Make an exact copy of the listing below.
━━━ Exercise data
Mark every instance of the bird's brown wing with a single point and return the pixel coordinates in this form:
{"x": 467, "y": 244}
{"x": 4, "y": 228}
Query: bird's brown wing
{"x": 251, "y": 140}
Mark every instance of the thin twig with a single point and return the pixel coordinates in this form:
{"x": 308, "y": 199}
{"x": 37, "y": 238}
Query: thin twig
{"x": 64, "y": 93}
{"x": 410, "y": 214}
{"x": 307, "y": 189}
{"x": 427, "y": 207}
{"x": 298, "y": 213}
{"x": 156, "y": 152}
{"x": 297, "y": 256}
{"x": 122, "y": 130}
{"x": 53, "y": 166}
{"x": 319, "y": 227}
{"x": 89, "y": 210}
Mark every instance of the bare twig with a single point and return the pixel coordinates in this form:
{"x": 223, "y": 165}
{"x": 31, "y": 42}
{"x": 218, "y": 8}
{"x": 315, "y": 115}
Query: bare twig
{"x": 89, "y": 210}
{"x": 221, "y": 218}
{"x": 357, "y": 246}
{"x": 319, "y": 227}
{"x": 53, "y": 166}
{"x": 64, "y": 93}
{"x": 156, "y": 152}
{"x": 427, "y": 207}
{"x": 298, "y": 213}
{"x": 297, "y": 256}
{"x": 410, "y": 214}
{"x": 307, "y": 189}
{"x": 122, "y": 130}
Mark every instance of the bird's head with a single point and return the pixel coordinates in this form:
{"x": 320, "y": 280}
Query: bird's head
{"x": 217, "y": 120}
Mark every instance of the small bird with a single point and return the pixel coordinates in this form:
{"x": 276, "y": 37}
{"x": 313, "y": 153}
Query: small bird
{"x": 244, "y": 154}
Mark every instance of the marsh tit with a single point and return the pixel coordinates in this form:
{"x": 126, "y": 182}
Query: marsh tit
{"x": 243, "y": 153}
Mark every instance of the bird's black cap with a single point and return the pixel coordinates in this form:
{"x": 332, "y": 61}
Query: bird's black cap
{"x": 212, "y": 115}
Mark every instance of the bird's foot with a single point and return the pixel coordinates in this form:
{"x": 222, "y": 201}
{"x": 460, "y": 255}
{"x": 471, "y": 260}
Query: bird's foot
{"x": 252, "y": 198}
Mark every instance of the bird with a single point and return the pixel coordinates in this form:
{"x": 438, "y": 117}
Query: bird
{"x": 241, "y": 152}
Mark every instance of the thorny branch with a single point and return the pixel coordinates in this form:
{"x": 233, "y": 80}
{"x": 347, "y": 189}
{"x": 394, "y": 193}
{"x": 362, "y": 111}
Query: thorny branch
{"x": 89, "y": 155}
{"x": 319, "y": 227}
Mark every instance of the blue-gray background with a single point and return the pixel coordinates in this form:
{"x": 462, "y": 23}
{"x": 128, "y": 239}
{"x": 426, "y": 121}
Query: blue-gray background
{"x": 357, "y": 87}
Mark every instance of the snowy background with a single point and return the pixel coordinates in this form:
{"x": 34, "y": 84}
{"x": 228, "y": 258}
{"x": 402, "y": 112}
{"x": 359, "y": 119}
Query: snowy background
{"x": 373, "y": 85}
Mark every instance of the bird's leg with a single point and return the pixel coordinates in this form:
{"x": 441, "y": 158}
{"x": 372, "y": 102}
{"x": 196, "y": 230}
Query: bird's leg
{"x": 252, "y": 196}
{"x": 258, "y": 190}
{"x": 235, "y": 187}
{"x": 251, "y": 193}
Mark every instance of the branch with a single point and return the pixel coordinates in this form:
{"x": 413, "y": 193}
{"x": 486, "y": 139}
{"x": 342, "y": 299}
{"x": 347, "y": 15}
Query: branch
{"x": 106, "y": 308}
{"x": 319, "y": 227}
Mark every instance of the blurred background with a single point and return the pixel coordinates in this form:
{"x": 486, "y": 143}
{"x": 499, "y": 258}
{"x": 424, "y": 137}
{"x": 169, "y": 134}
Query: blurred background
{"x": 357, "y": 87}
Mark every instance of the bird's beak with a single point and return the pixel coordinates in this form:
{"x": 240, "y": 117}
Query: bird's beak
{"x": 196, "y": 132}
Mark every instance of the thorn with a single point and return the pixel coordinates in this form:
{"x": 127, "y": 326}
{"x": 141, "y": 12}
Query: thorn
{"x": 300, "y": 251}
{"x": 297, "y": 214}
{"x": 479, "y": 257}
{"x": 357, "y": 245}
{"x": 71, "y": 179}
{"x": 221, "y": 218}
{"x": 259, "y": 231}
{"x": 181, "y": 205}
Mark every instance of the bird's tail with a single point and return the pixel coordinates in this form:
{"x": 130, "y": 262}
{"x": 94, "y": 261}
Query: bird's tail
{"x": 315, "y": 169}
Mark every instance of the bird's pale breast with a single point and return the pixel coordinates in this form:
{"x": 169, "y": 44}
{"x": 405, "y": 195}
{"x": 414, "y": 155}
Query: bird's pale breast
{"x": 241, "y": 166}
━━━━━━
● Task solution:
Mark every instance of the bird's brown wing with a single point and return the pixel coordinates in this form:
{"x": 467, "y": 244}
{"x": 4, "y": 228}
Query: bird's brown wing
{"x": 251, "y": 140}
Mark every instance of the thin twig with a single point and return the pixel coordinates in this form:
{"x": 308, "y": 199}
{"x": 37, "y": 238}
Query: thin twig
{"x": 64, "y": 93}
{"x": 410, "y": 214}
{"x": 307, "y": 189}
{"x": 427, "y": 207}
{"x": 298, "y": 213}
{"x": 156, "y": 152}
{"x": 297, "y": 256}
{"x": 122, "y": 130}
{"x": 53, "y": 166}
{"x": 319, "y": 227}
{"x": 89, "y": 210}
Mark every instance of the bare twig with a single point and return the pixel coordinates in this form:
{"x": 223, "y": 165}
{"x": 31, "y": 42}
{"x": 218, "y": 8}
{"x": 315, "y": 115}
Query: bare twig
{"x": 89, "y": 210}
{"x": 221, "y": 218}
{"x": 357, "y": 246}
{"x": 319, "y": 227}
{"x": 53, "y": 166}
{"x": 64, "y": 93}
{"x": 156, "y": 152}
{"x": 427, "y": 207}
{"x": 298, "y": 213}
{"x": 297, "y": 256}
{"x": 410, "y": 214}
{"x": 307, "y": 189}
{"x": 122, "y": 130}
Mark every instance of the bird's head with a single point and return the pixel coordinates in this form:
{"x": 320, "y": 280}
Query: bird's head
{"x": 217, "y": 120}
Mark every instance of the small bird with a single point and return the pixel coordinates in this form:
{"x": 276, "y": 37}
{"x": 313, "y": 153}
Query: small bird
{"x": 244, "y": 154}
Mark every instance of the marsh tit with a single point and return the pixel coordinates in this form:
{"x": 126, "y": 182}
Query: marsh tit
{"x": 243, "y": 153}
Mark every instance of the bird's black cap with a single point and return the pixel coordinates in this form:
{"x": 332, "y": 61}
Query: bird's black cap
{"x": 212, "y": 115}
Mark every instance of the bird's foot with a single point and return the pixel coordinates in this form:
{"x": 222, "y": 201}
{"x": 460, "y": 255}
{"x": 471, "y": 260}
Query: bird's foot
{"x": 252, "y": 198}
Mark every instance of the bird with a single point and return the pixel coordinates in this form:
{"x": 438, "y": 117}
Query: bird
{"x": 241, "y": 152}
Mark every instance of the thorny branch with a single point and return the pixel coordinates in this form:
{"x": 233, "y": 80}
{"x": 347, "y": 189}
{"x": 394, "y": 193}
{"x": 362, "y": 111}
Query: thorny branch
{"x": 89, "y": 155}
{"x": 319, "y": 227}
Mark every instance of the blue-gray background with a single point and return the pixel coordinates in this form:
{"x": 462, "y": 23}
{"x": 128, "y": 239}
{"x": 426, "y": 121}
Query: blue-gray background
{"x": 357, "y": 87}
Mark every instance of the snowy background with a single point and return the pixel coordinates in this form:
{"x": 34, "y": 84}
{"x": 228, "y": 258}
{"x": 402, "y": 112}
{"x": 359, "y": 119}
Query: snowy background
{"x": 373, "y": 85}
Mark every instance of the bird's leg with a single point and return the pixel coordinates in this form:
{"x": 441, "y": 158}
{"x": 372, "y": 102}
{"x": 196, "y": 230}
Query: bird's leg
{"x": 252, "y": 196}
{"x": 258, "y": 190}
{"x": 235, "y": 187}
{"x": 251, "y": 193}
Mark every instance of the branch with a single point and return the pixel coordinates in this form:
{"x": 413, "y": 193}
{"x": 486, "y": 139}
{"x": 342, "y": 299}
{"x": 347, "y": 15}
Query: branch
{"x": 106, "y": 308}
{"x": 319, "y": 227}
Mark every instance of the blurred background with a single point and return the pixel coordinates in this form:
{"x": 486, "y": 143}
{"x": 499, "y": 258}
{"x": 424, "y": 137}
{"x": 169, "y": 134}
Query: blurred background
{"x": 357, "y": 87}
Mark every instance of the bird's beak with a single point and return the pixel coordinates in this form:
{"x": 240, "y": 117}
Query: bird's beak
{"x": 196, "y": 132}
Mark every instance of the thorn with a single point and return the pixel coordinates in this form:
{"x": 127, "y": 326}
{"x": 141, "y": 12}
Query: thorn
{"x": 300, "y": 251}
{"x": 297, "y": 214}
{"x": 479, "y": 257}
{"x": 357, "y": 245}
{"x": 71, "y": 179}
{"x": 221, "y": 218}
{"x": 259, "y": 231}
{"x": 181, "y": 205}
Mark every instance of the bird's tail with a single point and return the pixel coordinates in this form:
{"x": 130, "y": 262}
{"x": 94, "y": 261}
Query: bird's tail
{"x": 315, "y": 169}
Mark every instance of the bird's pale breast with a single point and return the pixel coordinates in this form:
{"x": 169, "y": 44}
{"x": 405, "y": 195}
{"x": 414, "y": 155}
Query: bird's pale breast
{"x": 241, "y": 166}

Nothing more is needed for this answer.